_DATA FOR THIS EXERCISE_
▼
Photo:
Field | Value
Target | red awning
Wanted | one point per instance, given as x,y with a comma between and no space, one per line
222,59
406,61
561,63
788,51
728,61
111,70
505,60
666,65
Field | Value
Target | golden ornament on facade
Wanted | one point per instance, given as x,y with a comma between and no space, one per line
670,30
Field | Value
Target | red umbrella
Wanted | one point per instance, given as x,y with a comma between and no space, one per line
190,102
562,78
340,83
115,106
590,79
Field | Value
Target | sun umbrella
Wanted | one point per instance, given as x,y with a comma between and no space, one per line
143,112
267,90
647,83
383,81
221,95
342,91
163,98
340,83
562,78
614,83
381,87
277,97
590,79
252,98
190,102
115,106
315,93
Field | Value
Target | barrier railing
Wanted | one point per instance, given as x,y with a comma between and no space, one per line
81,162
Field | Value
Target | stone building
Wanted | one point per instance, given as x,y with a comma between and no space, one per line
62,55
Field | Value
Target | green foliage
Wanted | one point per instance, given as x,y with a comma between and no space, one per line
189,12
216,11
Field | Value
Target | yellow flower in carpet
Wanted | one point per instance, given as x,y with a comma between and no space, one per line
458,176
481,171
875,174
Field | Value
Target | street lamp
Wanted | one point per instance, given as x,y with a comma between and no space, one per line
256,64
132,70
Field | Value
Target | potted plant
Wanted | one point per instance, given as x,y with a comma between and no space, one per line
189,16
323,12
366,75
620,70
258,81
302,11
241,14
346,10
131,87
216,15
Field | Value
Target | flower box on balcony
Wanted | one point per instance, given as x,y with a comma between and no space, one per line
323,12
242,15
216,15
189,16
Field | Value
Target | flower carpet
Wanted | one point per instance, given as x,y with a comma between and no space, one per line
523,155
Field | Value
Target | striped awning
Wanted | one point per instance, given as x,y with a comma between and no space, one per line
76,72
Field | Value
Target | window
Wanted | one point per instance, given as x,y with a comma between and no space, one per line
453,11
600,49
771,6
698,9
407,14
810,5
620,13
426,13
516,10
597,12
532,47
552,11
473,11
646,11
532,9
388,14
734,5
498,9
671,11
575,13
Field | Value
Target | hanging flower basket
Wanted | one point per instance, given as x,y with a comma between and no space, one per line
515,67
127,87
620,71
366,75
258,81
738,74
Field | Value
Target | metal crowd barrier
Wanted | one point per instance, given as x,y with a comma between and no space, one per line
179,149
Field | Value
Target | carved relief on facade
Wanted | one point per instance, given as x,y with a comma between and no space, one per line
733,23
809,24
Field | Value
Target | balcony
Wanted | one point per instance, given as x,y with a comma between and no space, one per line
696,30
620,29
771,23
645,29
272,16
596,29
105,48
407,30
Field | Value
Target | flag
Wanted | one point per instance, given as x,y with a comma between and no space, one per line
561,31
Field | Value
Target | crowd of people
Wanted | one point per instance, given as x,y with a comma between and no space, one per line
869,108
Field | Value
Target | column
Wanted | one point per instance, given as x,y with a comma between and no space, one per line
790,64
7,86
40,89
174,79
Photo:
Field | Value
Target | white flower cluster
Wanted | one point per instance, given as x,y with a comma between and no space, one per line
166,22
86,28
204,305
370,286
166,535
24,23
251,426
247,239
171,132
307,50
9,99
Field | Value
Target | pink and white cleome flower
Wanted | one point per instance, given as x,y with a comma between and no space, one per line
▲
_PROBLEM TO WORK ON_
Which lines in the data above contain the string "carpet"? Pull out each one, treating uppercase and lowercase letters as distinct.

_WRITTEN ANSWER_
Target | yellow flower in carpet
Target | flower carpet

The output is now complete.